TEXT TO READ —
The APM Blindspot
Why Traditional Monitoring Tools Are Insufficient - And How To Address The Problem
By Mehdi Daoudi, CEO and co-founder, Catchpoint
In the early days of the Internet age, performance monitoring was a simple pursuit: you had a few systems to track, mostly within your own datacenter; a few third-party applications or social tags in place; and your customers, just getting acquainted to broadband, were OK when load times occasionally lagged. Oh, the good 'ol days! That level of simplicity is now ancient history.
Fast-forward to today, application performance monitoring (APM) is transforming by necessity, driven by increasingly impatient consumers and business users who expect Google-like speeds. Despite this, many APM systems and approaches remain traditional - correlating website and application performance levels to internal datacenter assets to identify what is causing an online service to be slow or unavailable. Furthermore, these systems lack vital contextual information, such as how a poorly performing service is impacting users and business metrics like conversions and revenues.
Today's websites or Internet-based services are far more complex, incorporating many external third-party elements and infrastructures beyond the firewall. This loss of control is a core reason APM is transitioning into what Gartner calls digital experience management (DEM), a practice where the user experience is the ultimate metric, and where organizations have no choice but to gain control over all externally-sourced elements.

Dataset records
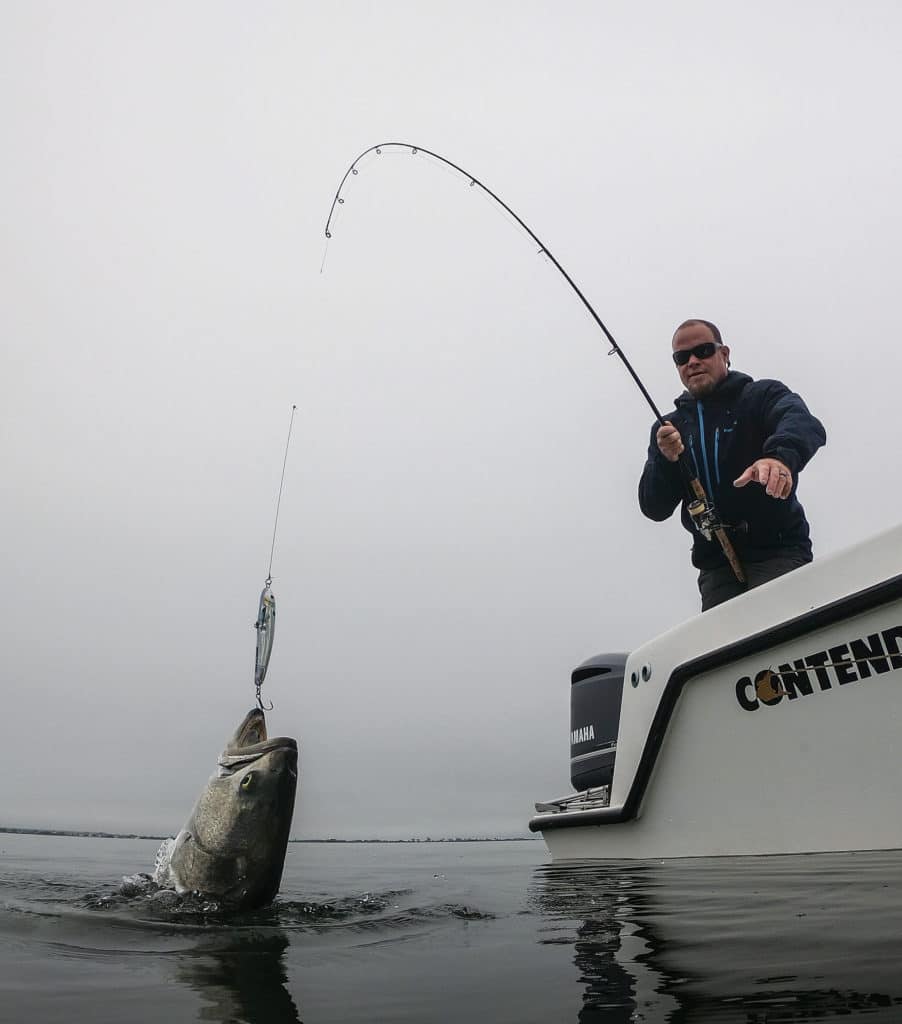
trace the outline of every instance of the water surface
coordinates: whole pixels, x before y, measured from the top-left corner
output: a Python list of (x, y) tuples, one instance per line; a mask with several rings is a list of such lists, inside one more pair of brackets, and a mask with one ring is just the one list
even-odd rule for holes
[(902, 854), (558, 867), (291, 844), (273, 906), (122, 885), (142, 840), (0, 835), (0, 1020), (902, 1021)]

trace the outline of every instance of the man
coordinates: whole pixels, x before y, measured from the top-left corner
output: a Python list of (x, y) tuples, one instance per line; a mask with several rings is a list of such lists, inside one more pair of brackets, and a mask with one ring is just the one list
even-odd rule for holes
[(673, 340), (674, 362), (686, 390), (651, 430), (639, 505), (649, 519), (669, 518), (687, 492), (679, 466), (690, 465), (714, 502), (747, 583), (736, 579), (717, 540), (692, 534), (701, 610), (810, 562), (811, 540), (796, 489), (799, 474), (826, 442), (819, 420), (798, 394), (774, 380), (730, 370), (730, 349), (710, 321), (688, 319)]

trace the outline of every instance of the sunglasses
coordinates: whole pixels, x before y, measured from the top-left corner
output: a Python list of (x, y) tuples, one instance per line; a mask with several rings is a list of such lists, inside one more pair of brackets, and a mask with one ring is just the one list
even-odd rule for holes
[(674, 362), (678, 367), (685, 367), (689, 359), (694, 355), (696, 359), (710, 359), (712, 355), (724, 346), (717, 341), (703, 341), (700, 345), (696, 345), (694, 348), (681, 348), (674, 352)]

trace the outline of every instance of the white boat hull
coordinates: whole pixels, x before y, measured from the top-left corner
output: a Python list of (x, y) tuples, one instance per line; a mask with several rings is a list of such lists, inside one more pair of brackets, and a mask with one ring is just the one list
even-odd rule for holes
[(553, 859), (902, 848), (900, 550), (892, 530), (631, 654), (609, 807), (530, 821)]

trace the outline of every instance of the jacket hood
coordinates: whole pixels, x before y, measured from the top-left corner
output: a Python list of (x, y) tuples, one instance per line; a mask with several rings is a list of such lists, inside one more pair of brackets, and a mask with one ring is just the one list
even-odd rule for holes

TASKS FOR THIS EXERCISE —
1) Output the passage of the APM article from "Today's websites or" up to and including "all externally-sourced elements.".
2) Answer these questions using the APM article:
(a) Who is identified as CEO and co-founder of Catchpoint?
(b) What name does Gartner give to the practice that APM is transitioning into?
(c) What kind of speeds do impatient consumers and business users expect?
3) Resume the APM article after its final sentence.

RESULTS OF THE EXERCISE —
1)
Today's websites or Internet-based services are far more complex, incorporating many external third-party elements and infrastructures beyond the firewall. This loss of control is a core reason APM is transitioning into what Gartner calls digital experience management (DEM), a practice where the user experience is the ultimate metric, and where organizations have no choice but to gain control over all externally-sourced elements.

2)
(a) Mehdi Daoudi
(b) Digital experience management (DEM)
(c) Google-like speeds

3)
We realized this transition was necessary based on the needs of our customers, whether they are Fortune 100 or startups. So we expanded the Catchpoint monitoring platform to address the following:
The Third Party Explosion: Third-party services make life easy for organizations wanting specialized functions without having to build from scratch. These include social network plug-ins, photo and video services, ad servers, and analytics or marketing tags. Of course, we also all depend to some degree on third-party infrastructure like CDNs, the cloud, and DNS providers. Just ask the hundreds of websites and businesses directly affected by the Amazon S3 outage on February 28. The lesson here is clear: you must monitor these external elements as closely as your home host.
The Holistic View: Once you're expanding your view to include both internal and external elements, you'll find yourself awash in data. Which of these are relevant? How do they interact with each other? And what's the direct impact on your customers? Ultimately you want the ability to precisely correlate all of these with the customer experience. The key is synthesizing information on these elements in a single dashboard-like view, providing IT and DevOps teams with a quick summary and contextual information, without the need to toggle between multiple screens.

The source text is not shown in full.